[What you should do]
Rewrite the entries below, substituting "grassy slope" for "green hillside" everywhere and keeping every other line unchanged. Leave the pictures out.

[Entries supplied]
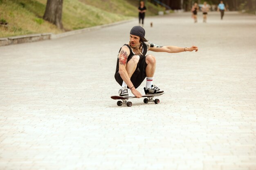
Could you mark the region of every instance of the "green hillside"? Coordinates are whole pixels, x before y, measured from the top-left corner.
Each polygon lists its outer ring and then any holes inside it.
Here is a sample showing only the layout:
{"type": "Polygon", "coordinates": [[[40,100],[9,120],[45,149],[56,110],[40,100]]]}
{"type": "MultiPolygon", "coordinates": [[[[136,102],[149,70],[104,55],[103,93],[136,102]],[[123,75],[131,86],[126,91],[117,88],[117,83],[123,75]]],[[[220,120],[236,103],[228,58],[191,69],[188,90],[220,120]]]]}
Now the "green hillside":
{"type": "MultiPolygon", "coordinates": [[[[29,34],[61,33],[137,17],[137,0],[64,0],[64,30],[43,19],[47,0],[0,0],[0,37],[29,34]]],[[[146,15],[158,13],[148,2],[146,15]]]]}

[Task result]
Could you mark the region of every instance of the "grassy slope"? Coordinates are whole pixels, x before y, measured from the top-left corner.
Each polygon lists its outer ring and then any holes inside it.
Here is a sample showing only the layout:
{"type": "Polygon", "coordinates": [[[40,100],[9,120],[45,149],[56,110],[40,100]]]}
{"type": "MultiPolygon", "coordinates": [[[[136,102],[149,70],[104,55],[103,93],[136,102]],[[123,75],[131,86],[126,91],[117,88],[117,83],[123,75]]],[[[220,120],[236,103],[228,58],[191,69],[188,90],[220,120]]]]}
Now the "grassy slope":
{"type": "MultiPolygon", "coordinates": [[[[29,34],[61,33],[137,17],[137,0],[64,0],[64,30],[43,19],[47,0],[0,0],[0,37],[29,34]]],[[[146,15],[158,13],[148,2],[146,15]]]]}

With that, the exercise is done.